One major source of tensions refers to the wage policy. Chapter 2 of REO discusses in much detail the “European wage dynamics and labour market integration”. The main messages of this part can be summarized as follows: a) in EU 15 wages are subdued because they respond very slowly to changes in unemployment and are closely related to inflation and inflation expectations, which are unusually low; b) in NMS wage growth responds very quickly to changes in unemployment, and inflation expectations play a lesser role; c) average wage increases in NMS were much higher since 2012 than in EU-15; d) about one quarter of wage growth in Europe can be explained by EU-wide and group-level factors; e) there was a decrease in unemployment, but also an increase in involuntary part-time employment; f) migration plays a role in the faster increase in wages in the countries of origin.
One hot debate topic in Europe these days - reflected in the report - is the flattening of the Philips curve. Subdued wage growth, together with subdued inflation, are presented among the risks in the euro-area – while the divergent wage growth trends between euro area and emerging Europe are considered to reflect differences in labor market slack. Alternative explanations provided by recent international literature for the disappearance of the Philips curve refer to under-measuring the amount of spare capacity (slack) in the labour market; a lower natural rate of unemployment; lower or more anchored inflation expectations; and changes in expectations of real pay growth.
The IMF’ REO presents an innovative econometric model reshaping the wage Philips curve against a measure of unemployment gaps. This shows that the Philips curve is flatter in the euro area than in the NMS, but that in general it still works. However, caution in interpreting the results is needed because this model splits the EU countries into three distinctive groups (Germany a group of its own, some euro-area countries and some NMS countries including euro and non-euro area, but excluding Romania and Bulgaria – probably because, in particular for these 2 countries, any measure of unemployment should be regarded prudently given the large emigration and underground economy).

**GIVEN REQUEST 1**
In the passage on European wages, which two countries does the model exclude from its NMS group?
**GIVEN REQUEST 2**
Retype the part of the passage on European wages starting at "One major source" and ending at "countries of origin.".

**SUPPLIED RECORDS**
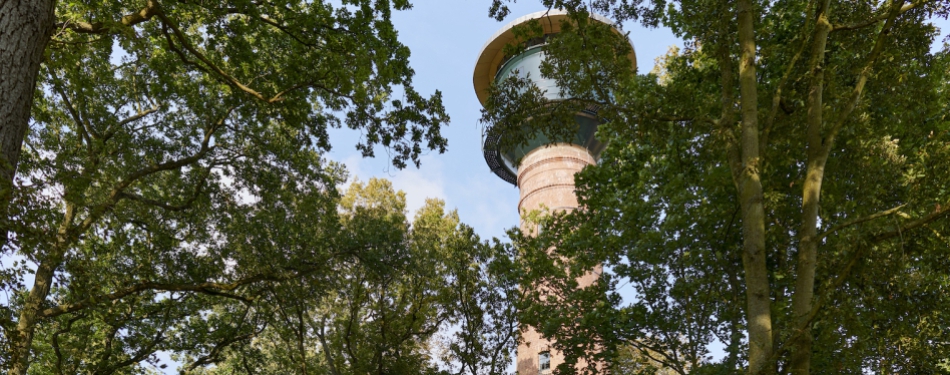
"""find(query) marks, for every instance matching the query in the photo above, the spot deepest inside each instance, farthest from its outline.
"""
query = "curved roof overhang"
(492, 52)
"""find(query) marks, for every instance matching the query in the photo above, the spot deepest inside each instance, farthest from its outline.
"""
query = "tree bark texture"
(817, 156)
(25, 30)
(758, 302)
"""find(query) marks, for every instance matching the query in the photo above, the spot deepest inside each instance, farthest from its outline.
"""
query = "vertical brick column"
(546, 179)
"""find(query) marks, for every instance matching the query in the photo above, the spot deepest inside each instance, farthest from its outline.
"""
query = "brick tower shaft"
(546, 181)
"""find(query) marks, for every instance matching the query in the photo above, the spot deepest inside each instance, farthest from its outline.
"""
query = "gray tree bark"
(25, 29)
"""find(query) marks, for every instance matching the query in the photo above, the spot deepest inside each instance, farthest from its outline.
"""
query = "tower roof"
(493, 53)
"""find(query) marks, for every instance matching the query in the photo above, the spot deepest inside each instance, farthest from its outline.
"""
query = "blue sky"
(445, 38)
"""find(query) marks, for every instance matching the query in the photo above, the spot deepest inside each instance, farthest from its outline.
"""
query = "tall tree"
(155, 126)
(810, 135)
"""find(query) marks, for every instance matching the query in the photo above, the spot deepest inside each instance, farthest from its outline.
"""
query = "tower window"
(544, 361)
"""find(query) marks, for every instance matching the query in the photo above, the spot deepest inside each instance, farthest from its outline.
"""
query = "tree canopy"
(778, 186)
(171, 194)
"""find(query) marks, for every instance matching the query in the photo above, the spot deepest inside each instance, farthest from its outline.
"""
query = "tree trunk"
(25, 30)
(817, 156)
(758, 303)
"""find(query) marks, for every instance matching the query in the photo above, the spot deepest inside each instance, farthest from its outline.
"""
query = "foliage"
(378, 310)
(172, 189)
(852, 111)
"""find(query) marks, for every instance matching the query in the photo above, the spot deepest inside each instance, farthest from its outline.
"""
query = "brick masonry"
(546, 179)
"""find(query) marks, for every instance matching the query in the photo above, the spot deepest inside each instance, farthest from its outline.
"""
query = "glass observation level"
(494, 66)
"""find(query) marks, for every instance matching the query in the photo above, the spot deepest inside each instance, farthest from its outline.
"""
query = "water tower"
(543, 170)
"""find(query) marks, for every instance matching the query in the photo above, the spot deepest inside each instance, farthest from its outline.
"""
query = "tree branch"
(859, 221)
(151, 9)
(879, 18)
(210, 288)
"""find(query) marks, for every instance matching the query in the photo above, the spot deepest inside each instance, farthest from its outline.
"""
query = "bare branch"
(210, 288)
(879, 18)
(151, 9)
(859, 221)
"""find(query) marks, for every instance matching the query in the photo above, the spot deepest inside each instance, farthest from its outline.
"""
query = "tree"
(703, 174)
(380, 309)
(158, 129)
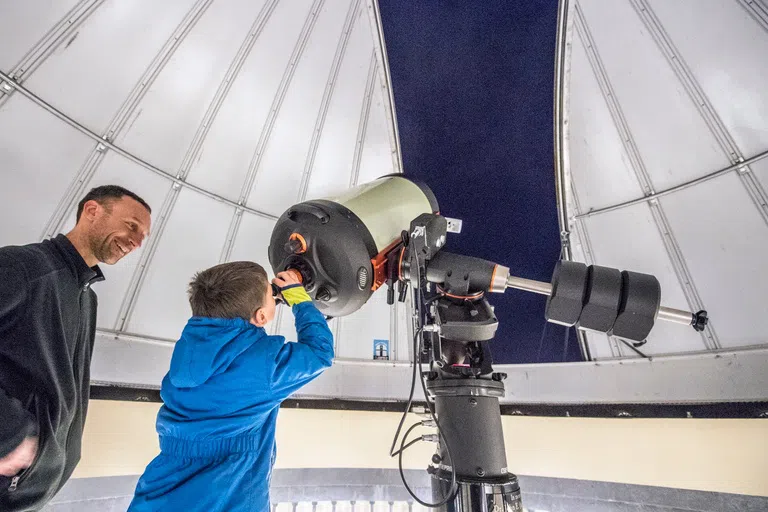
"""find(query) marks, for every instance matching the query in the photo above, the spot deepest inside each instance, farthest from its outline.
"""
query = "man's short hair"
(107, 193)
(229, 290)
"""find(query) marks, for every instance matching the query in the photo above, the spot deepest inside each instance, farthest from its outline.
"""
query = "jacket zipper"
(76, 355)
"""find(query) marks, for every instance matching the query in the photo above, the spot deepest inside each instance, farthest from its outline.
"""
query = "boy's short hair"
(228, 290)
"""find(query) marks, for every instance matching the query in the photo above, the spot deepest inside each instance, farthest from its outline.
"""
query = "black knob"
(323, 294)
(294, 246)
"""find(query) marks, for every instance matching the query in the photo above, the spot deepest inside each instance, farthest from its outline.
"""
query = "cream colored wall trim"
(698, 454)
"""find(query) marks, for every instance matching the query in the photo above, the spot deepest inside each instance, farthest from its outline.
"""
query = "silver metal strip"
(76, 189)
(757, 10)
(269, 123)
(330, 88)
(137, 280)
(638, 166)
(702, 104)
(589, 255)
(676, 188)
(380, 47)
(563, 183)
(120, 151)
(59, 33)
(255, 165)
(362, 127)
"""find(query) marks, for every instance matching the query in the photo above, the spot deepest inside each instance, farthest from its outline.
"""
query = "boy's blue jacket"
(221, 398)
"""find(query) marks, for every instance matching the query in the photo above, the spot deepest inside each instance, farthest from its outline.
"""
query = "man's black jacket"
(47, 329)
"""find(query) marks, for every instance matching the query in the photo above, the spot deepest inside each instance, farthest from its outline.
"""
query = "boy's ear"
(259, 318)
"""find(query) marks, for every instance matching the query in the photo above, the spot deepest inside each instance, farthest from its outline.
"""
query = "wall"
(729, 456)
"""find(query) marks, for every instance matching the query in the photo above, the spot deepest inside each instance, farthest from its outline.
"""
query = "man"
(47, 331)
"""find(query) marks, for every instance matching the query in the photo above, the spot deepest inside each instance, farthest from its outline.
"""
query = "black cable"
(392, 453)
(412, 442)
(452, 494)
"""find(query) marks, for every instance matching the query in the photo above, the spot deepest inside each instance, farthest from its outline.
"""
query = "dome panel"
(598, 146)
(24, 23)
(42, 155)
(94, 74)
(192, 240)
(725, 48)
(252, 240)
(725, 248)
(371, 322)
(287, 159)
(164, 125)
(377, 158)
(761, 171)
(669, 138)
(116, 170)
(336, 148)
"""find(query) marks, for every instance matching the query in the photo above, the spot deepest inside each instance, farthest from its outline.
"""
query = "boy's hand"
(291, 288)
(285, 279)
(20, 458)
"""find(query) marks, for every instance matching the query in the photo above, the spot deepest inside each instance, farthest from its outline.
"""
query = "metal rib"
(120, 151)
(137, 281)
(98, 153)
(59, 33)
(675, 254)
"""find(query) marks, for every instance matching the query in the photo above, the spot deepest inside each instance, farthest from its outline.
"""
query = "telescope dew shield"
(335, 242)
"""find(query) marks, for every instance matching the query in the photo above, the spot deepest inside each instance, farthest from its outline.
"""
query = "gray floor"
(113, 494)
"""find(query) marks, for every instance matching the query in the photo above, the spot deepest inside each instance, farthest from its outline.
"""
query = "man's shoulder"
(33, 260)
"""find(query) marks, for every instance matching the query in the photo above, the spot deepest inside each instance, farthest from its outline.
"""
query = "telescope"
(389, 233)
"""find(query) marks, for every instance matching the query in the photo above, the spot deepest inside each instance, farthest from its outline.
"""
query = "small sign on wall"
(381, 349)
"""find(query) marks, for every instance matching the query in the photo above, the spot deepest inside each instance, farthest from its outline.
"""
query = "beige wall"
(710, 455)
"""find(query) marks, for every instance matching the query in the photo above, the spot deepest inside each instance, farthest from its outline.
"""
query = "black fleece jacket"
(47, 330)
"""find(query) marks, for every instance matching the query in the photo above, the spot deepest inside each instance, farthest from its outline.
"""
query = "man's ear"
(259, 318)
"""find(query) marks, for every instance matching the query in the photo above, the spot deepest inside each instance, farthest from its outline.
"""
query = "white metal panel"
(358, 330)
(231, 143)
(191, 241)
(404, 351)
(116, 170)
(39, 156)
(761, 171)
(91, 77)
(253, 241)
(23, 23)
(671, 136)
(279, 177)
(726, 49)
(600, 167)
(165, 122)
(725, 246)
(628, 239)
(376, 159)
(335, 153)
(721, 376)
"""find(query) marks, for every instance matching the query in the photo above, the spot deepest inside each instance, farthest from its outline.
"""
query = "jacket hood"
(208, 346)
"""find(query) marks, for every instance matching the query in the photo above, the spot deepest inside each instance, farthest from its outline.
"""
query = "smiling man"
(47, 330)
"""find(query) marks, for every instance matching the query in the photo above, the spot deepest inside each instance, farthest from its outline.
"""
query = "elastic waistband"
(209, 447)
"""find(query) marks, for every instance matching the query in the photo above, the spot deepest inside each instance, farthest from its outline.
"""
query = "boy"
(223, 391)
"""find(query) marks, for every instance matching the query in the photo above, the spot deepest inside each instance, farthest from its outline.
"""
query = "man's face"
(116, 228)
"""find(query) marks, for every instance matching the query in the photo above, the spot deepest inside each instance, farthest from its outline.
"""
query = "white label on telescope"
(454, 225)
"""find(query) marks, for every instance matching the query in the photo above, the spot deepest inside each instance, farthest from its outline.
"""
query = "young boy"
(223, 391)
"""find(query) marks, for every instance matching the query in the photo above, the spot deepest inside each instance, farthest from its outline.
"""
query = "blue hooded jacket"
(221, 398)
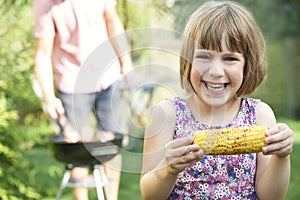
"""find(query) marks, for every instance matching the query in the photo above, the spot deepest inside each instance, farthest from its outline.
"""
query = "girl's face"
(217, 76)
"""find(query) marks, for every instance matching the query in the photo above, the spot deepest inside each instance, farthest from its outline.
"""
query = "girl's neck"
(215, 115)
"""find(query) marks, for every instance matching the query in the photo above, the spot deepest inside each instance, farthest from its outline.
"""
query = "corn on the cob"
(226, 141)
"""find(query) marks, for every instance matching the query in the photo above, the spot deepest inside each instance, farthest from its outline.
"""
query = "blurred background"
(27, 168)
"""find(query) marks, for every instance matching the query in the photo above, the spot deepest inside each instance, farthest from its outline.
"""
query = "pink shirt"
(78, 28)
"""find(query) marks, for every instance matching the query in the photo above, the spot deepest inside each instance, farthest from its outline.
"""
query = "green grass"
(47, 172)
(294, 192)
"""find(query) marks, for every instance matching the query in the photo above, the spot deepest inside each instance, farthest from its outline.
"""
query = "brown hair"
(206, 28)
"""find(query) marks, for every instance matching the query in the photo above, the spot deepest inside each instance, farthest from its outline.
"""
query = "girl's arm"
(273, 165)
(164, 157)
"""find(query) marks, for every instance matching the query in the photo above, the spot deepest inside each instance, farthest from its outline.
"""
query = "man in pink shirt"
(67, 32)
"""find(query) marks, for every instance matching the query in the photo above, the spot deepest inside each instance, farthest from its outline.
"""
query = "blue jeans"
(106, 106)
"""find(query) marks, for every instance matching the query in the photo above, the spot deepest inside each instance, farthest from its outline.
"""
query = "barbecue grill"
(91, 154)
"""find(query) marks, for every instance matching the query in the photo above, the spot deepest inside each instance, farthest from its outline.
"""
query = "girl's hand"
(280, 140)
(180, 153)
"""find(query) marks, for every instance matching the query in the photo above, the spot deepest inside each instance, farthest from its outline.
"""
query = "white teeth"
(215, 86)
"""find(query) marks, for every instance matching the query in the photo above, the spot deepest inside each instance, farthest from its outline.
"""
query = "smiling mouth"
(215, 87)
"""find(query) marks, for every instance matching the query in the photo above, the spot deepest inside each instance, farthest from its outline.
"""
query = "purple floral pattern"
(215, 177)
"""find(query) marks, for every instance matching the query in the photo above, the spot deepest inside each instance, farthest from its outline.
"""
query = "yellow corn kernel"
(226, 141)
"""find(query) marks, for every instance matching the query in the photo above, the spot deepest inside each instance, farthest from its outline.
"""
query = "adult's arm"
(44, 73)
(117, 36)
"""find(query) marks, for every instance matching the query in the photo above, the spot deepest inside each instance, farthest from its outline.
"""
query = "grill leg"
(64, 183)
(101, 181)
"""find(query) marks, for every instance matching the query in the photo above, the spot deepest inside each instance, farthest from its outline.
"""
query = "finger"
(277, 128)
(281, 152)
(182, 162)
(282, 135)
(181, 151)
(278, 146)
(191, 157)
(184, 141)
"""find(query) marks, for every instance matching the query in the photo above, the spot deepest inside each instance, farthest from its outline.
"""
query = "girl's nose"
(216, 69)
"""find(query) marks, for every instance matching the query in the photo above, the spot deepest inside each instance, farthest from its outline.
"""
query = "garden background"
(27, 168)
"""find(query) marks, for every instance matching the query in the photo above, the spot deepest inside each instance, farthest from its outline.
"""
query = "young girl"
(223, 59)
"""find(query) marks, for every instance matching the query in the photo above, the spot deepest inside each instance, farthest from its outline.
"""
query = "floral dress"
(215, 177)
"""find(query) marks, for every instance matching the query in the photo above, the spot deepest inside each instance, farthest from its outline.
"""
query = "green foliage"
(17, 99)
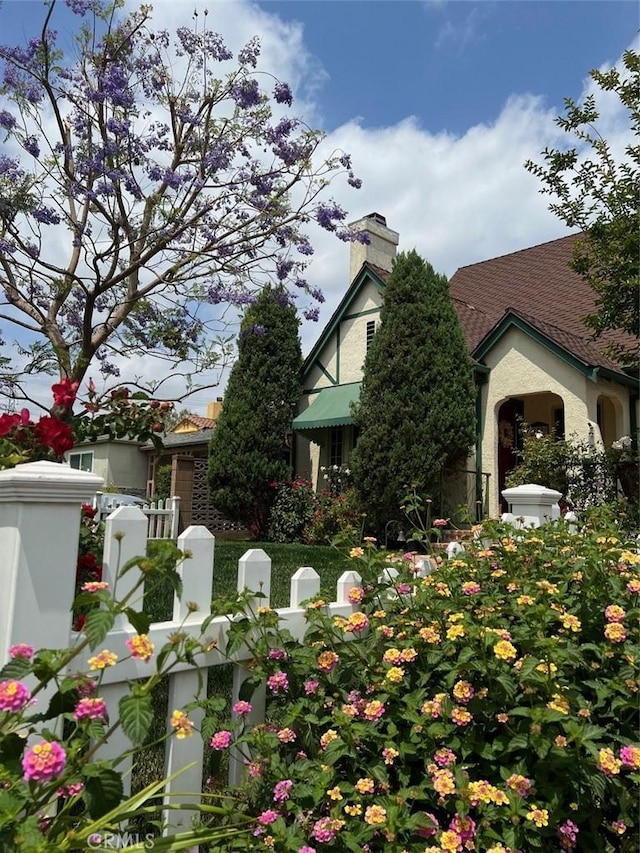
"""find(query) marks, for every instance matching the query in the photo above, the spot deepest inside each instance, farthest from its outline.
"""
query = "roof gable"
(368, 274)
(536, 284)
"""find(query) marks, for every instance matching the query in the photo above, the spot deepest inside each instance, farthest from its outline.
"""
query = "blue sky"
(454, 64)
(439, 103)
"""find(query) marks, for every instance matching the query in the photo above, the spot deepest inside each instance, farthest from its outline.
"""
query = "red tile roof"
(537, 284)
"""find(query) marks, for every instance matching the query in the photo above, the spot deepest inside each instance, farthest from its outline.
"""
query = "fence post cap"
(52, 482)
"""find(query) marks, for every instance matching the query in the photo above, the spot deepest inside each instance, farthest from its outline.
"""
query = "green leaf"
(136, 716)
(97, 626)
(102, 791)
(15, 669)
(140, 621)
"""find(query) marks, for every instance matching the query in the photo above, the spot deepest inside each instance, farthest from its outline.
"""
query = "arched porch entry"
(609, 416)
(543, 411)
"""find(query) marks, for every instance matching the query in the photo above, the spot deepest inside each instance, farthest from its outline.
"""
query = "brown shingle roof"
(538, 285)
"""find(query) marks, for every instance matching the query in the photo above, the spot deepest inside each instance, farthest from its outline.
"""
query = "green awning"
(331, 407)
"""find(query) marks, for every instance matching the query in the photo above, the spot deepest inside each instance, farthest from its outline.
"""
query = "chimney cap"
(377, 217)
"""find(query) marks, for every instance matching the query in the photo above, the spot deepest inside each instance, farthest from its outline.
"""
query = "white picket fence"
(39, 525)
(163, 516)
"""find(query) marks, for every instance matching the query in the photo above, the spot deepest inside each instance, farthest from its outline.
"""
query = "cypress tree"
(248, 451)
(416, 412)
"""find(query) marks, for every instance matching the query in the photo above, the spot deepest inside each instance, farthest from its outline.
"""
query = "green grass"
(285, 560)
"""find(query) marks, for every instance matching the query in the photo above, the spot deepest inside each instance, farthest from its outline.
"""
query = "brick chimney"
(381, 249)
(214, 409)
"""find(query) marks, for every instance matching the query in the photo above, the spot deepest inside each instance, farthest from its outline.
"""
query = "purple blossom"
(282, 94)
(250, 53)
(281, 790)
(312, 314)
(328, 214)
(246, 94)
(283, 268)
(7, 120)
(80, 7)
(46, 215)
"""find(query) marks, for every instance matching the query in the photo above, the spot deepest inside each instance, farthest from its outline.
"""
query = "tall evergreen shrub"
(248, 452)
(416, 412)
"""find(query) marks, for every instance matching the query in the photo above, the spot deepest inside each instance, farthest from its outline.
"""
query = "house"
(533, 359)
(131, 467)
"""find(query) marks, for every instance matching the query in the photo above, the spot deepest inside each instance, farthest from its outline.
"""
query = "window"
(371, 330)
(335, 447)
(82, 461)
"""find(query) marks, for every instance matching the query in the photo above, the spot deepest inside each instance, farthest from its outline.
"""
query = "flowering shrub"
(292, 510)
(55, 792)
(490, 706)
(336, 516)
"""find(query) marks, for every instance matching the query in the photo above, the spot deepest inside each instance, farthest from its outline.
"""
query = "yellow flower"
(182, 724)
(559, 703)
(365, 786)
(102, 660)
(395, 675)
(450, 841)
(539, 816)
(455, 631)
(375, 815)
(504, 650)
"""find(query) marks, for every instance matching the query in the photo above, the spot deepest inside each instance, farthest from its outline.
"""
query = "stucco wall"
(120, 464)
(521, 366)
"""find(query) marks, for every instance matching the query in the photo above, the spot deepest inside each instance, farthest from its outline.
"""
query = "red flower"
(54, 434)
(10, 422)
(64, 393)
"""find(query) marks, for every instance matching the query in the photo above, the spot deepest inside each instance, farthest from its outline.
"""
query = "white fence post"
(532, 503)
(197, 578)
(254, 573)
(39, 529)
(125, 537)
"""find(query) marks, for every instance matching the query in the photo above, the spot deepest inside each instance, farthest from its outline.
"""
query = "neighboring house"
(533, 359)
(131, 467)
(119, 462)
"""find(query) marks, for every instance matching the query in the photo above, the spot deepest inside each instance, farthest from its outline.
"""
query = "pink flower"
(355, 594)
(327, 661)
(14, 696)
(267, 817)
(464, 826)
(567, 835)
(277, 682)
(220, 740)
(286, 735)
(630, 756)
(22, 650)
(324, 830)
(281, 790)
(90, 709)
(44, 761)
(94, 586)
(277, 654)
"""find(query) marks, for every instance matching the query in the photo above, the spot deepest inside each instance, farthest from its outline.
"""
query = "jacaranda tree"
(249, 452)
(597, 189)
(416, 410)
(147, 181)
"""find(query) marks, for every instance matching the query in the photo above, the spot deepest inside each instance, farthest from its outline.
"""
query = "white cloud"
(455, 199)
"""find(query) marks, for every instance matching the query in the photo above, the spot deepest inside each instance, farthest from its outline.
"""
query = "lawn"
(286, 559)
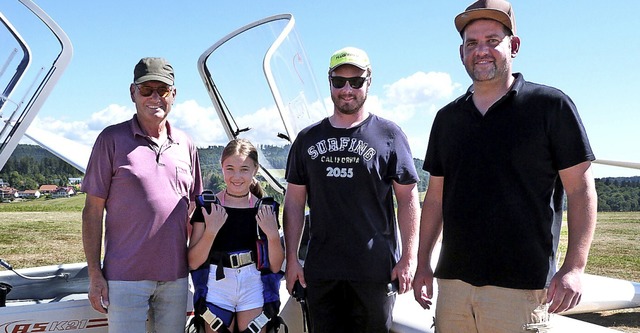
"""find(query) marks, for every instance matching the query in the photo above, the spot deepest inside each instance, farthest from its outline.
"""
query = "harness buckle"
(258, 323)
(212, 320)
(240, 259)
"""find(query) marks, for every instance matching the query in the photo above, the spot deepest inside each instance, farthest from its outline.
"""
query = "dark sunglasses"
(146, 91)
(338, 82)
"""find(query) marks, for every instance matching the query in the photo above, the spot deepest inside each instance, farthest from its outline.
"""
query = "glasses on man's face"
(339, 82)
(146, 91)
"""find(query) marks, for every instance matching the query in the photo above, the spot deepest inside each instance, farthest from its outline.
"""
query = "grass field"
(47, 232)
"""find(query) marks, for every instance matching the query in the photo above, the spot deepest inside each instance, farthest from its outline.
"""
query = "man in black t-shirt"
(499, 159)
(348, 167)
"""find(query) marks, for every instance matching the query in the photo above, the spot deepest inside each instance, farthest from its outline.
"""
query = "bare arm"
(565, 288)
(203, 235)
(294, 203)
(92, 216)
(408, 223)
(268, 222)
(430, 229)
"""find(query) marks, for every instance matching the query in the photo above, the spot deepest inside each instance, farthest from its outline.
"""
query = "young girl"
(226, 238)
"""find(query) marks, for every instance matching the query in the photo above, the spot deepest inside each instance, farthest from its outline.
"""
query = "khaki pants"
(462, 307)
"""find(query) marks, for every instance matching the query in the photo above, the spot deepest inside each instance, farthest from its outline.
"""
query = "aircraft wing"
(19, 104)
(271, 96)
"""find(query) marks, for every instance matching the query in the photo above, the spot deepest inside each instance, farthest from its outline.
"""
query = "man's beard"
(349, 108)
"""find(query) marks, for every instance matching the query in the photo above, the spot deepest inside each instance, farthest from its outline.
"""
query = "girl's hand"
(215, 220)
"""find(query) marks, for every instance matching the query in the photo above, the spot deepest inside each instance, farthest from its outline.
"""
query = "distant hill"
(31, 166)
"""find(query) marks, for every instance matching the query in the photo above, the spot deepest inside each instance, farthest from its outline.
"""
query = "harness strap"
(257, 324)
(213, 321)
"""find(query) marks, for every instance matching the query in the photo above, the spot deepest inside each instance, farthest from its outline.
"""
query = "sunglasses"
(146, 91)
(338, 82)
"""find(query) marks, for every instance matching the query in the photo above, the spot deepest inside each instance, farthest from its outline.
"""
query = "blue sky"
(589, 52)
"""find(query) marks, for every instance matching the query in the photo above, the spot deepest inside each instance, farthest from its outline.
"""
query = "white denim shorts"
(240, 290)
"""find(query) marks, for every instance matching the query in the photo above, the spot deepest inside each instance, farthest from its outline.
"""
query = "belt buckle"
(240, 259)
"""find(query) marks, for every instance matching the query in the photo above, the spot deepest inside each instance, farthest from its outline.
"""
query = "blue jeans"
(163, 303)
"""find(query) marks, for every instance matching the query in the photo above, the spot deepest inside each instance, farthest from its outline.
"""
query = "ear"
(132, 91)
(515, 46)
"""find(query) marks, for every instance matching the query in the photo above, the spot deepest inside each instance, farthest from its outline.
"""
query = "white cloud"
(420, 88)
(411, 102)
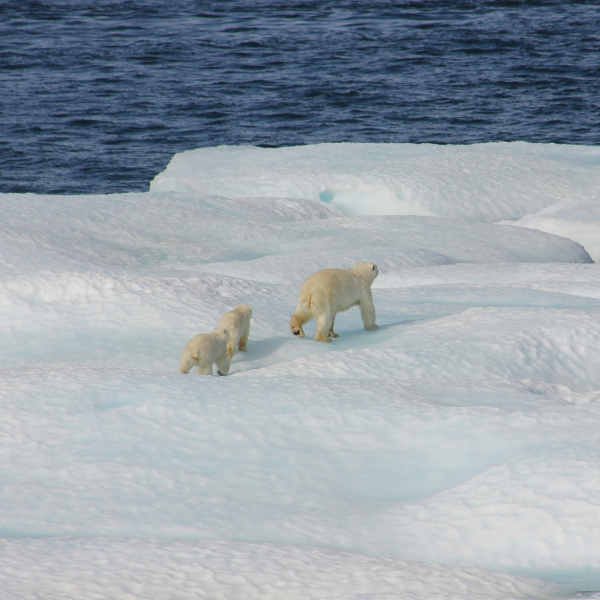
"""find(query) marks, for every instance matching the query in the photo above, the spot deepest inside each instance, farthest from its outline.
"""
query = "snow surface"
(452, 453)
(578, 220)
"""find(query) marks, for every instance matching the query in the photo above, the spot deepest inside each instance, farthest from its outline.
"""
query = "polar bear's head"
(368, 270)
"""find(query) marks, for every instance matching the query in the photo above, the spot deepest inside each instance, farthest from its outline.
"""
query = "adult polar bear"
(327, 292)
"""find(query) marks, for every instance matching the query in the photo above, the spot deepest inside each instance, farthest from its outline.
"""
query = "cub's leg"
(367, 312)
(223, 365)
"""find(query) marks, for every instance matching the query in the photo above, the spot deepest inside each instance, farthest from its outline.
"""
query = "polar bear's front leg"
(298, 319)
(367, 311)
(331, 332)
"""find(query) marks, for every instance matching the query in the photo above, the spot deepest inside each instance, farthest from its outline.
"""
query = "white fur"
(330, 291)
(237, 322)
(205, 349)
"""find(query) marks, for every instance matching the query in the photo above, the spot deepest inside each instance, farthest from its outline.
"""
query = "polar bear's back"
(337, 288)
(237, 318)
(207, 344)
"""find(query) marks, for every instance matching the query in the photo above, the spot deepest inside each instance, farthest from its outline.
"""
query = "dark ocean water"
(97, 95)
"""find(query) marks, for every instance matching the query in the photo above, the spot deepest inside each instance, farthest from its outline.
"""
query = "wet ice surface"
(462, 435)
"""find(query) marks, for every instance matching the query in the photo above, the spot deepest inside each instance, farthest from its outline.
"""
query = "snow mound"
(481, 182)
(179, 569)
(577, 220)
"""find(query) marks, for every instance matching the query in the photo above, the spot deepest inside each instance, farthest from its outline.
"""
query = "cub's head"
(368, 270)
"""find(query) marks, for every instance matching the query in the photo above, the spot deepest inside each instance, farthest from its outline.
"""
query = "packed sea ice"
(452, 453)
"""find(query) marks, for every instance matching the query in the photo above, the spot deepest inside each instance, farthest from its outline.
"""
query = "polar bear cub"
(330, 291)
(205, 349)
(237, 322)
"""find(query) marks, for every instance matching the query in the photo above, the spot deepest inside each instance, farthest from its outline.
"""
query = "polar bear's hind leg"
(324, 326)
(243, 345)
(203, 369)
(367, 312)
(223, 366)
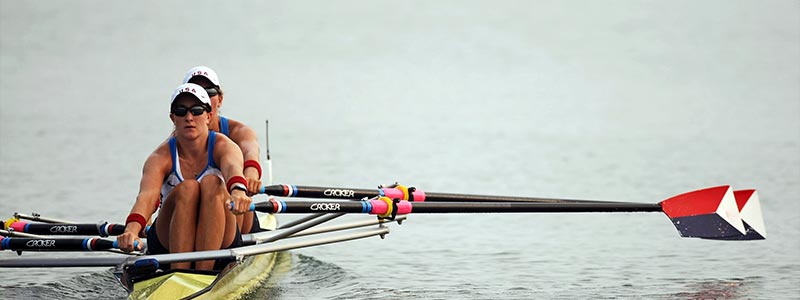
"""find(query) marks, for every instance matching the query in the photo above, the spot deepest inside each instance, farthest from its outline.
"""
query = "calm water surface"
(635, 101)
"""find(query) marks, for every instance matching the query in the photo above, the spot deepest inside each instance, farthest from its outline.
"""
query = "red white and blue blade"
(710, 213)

**ANSWER 1**
Romania and Bulgaria.

**ANSWER 2**
One major source of tensions refers to the wage policy. Chapter 2 of REO discusses in much detail the “European wage dynamics and labour market integration”. The main messages of this part can be summarized as follows: a) in EU 15 wages are subdued because they respond very slowly to changes in unemployment and are closely related to inflation and inflation expectations, which are unusually low; b) in NMS wage growth responds very quickly to changes in unemployment, and inflation expectations play a lesser role; c) average wage increases in NMS were much higher since 2012 than in EU-15; d) about one quarter of wage growth in Europe can be explained by EU-wide and group-level factors; e) there was a decrease in unemployment, but also an increase in involuntary part-time employment; f) migration plays a role in the faster increase in wages in the countries of origin.